Return the full listing unchanged, apart from leaving out its images.

- Entries supplied -
———

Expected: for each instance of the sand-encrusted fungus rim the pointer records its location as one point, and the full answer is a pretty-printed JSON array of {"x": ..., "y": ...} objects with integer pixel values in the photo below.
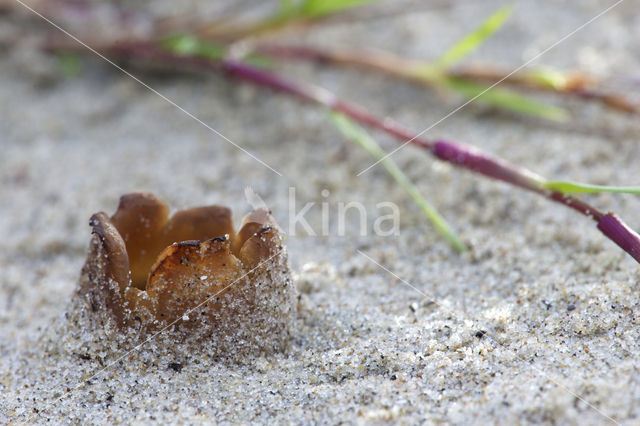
[{"x": 182, "y": 258}]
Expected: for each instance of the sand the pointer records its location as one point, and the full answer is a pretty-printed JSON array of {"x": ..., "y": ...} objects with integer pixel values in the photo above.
[{"x": 536, "y": 324}]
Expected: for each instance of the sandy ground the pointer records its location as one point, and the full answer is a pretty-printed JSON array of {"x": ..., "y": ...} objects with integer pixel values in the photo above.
[{"x": 538, "y": 323}]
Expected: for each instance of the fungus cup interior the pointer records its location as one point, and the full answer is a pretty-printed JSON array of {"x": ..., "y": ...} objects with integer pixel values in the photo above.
[{"x": 155, "y": 259}]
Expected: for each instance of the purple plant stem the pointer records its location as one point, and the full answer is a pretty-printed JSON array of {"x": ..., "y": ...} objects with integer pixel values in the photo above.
[
  {"x": 618, "y": 232},
  {"x": 461, "y": 155}
]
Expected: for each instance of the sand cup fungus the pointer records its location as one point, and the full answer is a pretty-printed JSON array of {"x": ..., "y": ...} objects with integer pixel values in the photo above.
[{"x": 191, "y": 271}]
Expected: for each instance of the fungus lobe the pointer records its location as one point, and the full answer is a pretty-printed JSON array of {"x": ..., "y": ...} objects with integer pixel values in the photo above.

———

- Result for this exercise -
Expected: for each instance of the sand-encrusted fungus rim the pointer records its location as one point, and the full answer is a pretty-printed JSON array of {"x": ..., "y": ...} objects with integer pixel values in the photo below.
[{"x": 182, "y": 258}]
Expected: for each instance of the sand the pointer records its location as one point, and the full answer is a pretty-printed JSON array of {"x": ..., "y": ...} objects with integer pixel values in the photo above.
[{"x": 536, "y": 324}]
Expected: for each instance of the sandy ground the pointer records its location as one point, and the full answer is a pretty-printed JSON array of {"x": ..., "y": ...} objects with integer pixel values in the photo above.
[{"x": 538, "y": 323}]
Expected: for each instance of the fungus cup interior the pointer records its location as one point, and the full answer is a pretty-printed JSON array of {"x": ..., "y": ...} objects with integer pixel values in the photo above.
[{"x": 155, "y": 259}]
Expected: for each instance of the purple plant stem the pointer records its location as one point, and the full answer is a pretty-printed JSON array of {"x": ..., "y": ...} objects with integer pixel values in the photo above.
[
  {"x": 618, "y": 232},
  {"x": 461, "y": 155}
]
Expected: for each instance of the sand cup fungus the pointer records its location as one point, and the full answer is a pretty-printed JSON array of {"x": ..., "y": ...} objects with integer pixel values in the photo above.
[{"x": 191, "y": 271}]
Expected: for each instance of the fungus lobe the pointer records its location as one point, and the full answer is a pretty-printed JSON array of {"x": ..., "y": ...} objects with integer pixel values in the photo above.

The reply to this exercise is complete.